## [WHAT THE TASK REQUIRES]
Please copy all of the data below line for line, keeping every character unchanged.

»»

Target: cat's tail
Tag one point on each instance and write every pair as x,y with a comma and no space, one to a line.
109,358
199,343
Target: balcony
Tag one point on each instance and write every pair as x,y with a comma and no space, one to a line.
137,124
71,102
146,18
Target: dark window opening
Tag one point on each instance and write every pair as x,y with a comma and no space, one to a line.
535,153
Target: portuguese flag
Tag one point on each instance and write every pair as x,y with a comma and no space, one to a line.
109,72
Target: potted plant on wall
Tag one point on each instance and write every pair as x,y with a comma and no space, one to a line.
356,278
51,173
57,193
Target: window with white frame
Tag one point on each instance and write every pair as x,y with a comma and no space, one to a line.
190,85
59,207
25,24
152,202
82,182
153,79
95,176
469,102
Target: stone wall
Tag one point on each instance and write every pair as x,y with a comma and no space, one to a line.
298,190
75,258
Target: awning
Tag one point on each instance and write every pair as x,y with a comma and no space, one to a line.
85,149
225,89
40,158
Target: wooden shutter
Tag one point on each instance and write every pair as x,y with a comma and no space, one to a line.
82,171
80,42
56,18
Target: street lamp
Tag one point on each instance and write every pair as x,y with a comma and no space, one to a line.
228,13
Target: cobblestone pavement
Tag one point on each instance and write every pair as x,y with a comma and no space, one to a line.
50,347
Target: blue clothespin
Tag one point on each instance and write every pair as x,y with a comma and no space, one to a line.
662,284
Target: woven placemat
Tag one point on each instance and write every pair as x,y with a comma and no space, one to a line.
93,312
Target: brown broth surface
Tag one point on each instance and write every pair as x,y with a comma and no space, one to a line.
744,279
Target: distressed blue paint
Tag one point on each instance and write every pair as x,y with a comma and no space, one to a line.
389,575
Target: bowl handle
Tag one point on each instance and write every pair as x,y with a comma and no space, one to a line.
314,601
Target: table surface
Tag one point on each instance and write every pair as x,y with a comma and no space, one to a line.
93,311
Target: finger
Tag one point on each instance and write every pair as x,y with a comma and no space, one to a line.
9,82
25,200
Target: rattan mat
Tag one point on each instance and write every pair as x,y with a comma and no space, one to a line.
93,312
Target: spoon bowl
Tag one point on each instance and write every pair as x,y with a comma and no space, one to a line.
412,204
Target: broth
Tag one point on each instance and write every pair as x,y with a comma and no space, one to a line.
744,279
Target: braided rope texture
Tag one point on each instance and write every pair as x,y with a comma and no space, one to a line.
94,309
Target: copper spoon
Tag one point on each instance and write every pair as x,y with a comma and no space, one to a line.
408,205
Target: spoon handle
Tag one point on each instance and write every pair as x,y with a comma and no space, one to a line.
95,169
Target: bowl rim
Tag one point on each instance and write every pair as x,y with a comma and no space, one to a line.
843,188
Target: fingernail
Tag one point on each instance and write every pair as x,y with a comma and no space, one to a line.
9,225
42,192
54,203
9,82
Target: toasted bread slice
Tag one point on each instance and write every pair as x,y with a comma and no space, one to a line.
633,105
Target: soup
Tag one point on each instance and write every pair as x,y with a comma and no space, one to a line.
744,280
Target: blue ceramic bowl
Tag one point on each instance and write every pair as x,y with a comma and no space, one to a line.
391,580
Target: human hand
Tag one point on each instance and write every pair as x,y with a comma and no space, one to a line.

««

## [PROBLEM SOLUTION]
Target: cat's tail
Tag one point on each instance and write every pair as x,y with a comma and no space, one to a line.
109,358
199,343
Target: balcony
Tag one point on each instance and write every pair as x,y with a comma and no space, one to a line.
137,124
71,102
146,18
Target: dark window opening
Tag one point on each instance and write every pair as x,y with a comma and no space, one to a line.
535,153
Target: portuguese flag
Tag one point on each instance and write every pair as x,y with a comma and no space, one to a line.
109,72
Target: potted plant on wall
Tag one point on each instance and write every pair as x,y with a comma and no space, one to a line.
356,278
51,173
57,193
Target: window with white frame
Tag one point on each instance and write every pair as x,y with a comma and no space, one to a line.
190,85
59,207
25,24
152,202
82,182
153,79
95,176
469,102
Target: stone wall
Tag one point on each instance and write every pair as x,y with a comma and no space, one to a line.
298,190
75,258
Target: awning
Tag one point on each instance and write every pair as x,y with a comma and no space, one to a line.
85,149
225,89
40,158
Target: wooden shutter
Tag one point on each instance and write every pair as x,y with a comma and no space, one to a line.
82,171
80,42
56,18
Target: street lamp
Tag one point on each instance and write every pair as x,y with a comma and no space, one to a line.
228,13
Target: cobblestone pavement
Tag one point on each instance and write every pair as x,y with a comma and no space, one to a line.
50,347
Target: blue clothespin
Tag one point on each instance and write every pair as x,y with a comma and no space, one to a line.
662,284
Target: woven placemat
Tag one point on each instance and write every pair as x,y with a comma and no space, one to a line.
93,312
Target: brown broth surface
Tag one point on each instance and write every pair as x,y with a comma and no space, one to a line.
744,279
Target: distressed blue paint
Tag one point on each instance and write every pair as x,y with a comma and no space, one to a line.
389,575
Target: bowl handle
Tag one point on each instance and write every pair as x,y with a comma and no space, one to a line.
314,601
Target: table surface
Tag one point on each instance and write every pair as x,y with a comma and no space, one to a line.
93,311
Target: finger
Tag one point on each instance and write every pair as x,y with a comma and no space, one to a line.
9,82
25,200
Target: rattan mat
Tag one point on each instance and write every pair as x,y with a comma and no space, one to a line.
93,312
Target: spoon bowl
Tag one point on each instance and write every pair as x,y with a comma and no space, one to a line.
412,204
Target: broth
Tag one point on each instance and write every pair as x,y with a comma and no space, one to a line.
744,279
Target: braided rope texture
Tag one point on each instance and write every pair as x,y with a comma and no space, one to a line.
94,309
Target: copper spoon
Tag one point on each instance and write every pair as x,y with a comma and no space, one to a line.
408,205
Target: spoon handle
Tag one point on each instance and write every pair as x,y with a comma and no space, one to a line.
95,169
Target: bowl rim
Tag one point on each instance and write every pair as x,y with a comma and no space, one to a line.
843,188
Target: fingernail
Tag one point on each instance and write every pair as x,y with a comma and no space, one to a line.
9,225
42,192
54,203
9,82
Target: toasted bread slice
Tag one point on each instance and write every pair as x,y with a comma and no space, one to a line.
633,105
Target: soup
Tag one point on each instance and write every pair as x,y with a comma and no space, one to a line.
744,280
Target: blue ceramic bowl
Tag one point on each instance and write every pair as x,y with a comma and no space, one to a line.
391,580
Target: human hand
Tag one point on each instance and write every pair as x,y with a comma and no space, one to a line.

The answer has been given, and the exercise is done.